*Assignment*
Which of the lines below hold "entrance"? Please return each one.

*Data records*
****************
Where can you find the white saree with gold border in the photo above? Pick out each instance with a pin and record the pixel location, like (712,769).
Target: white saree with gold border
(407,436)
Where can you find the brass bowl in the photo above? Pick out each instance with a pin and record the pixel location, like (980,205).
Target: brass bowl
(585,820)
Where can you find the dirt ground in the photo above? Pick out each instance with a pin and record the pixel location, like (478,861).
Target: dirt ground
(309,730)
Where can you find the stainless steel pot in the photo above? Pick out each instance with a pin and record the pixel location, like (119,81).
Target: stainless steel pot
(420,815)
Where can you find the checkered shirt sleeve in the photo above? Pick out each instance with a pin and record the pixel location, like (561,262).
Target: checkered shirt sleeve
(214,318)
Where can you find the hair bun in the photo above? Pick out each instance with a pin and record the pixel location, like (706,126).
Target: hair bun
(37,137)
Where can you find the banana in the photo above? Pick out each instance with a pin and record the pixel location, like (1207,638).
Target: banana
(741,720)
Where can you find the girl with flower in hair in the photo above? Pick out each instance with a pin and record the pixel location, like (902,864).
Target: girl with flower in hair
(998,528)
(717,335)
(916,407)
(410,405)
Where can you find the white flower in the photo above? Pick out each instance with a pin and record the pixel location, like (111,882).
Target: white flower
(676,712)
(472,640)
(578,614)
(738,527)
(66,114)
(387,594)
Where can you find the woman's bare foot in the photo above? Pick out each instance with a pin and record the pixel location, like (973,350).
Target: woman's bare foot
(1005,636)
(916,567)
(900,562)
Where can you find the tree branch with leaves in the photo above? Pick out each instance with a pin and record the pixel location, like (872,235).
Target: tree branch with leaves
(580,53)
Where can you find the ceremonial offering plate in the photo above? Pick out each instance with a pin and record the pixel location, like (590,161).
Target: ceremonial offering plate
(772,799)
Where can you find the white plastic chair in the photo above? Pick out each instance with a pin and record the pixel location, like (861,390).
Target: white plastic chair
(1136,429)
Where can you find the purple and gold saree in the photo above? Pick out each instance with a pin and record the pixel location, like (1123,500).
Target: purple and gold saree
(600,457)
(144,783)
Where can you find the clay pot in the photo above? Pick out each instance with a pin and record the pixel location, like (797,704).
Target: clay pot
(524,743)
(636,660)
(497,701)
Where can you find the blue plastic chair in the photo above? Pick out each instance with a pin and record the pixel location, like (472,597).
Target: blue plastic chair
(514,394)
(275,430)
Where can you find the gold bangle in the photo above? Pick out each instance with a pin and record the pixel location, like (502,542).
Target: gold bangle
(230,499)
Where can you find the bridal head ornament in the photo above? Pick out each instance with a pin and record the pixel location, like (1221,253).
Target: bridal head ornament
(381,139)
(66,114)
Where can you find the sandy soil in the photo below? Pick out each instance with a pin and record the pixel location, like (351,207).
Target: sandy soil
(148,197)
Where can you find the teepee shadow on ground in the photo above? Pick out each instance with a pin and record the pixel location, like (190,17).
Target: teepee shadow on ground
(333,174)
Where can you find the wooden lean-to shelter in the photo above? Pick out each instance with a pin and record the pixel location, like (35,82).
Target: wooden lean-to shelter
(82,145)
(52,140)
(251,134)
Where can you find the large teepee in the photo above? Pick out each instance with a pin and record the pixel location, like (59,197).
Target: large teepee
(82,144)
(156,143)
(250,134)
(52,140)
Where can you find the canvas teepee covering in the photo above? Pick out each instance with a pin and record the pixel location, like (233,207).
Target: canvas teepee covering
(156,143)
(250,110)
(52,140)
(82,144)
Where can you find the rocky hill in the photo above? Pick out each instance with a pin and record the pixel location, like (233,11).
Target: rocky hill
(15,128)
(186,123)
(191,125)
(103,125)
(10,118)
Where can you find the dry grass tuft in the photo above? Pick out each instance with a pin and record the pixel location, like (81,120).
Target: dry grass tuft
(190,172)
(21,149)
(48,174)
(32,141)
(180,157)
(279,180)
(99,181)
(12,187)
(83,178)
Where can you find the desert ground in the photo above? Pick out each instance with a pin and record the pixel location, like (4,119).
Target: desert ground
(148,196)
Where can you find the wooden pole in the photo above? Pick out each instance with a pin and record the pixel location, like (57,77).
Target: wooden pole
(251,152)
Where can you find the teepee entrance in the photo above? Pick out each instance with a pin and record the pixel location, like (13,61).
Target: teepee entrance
****************
*Solution to this task*
Where can you find the teepee entrance in the photo above? Pick out each instance with a pin and record the pixel location, like (13,61).
Target: teepee entrance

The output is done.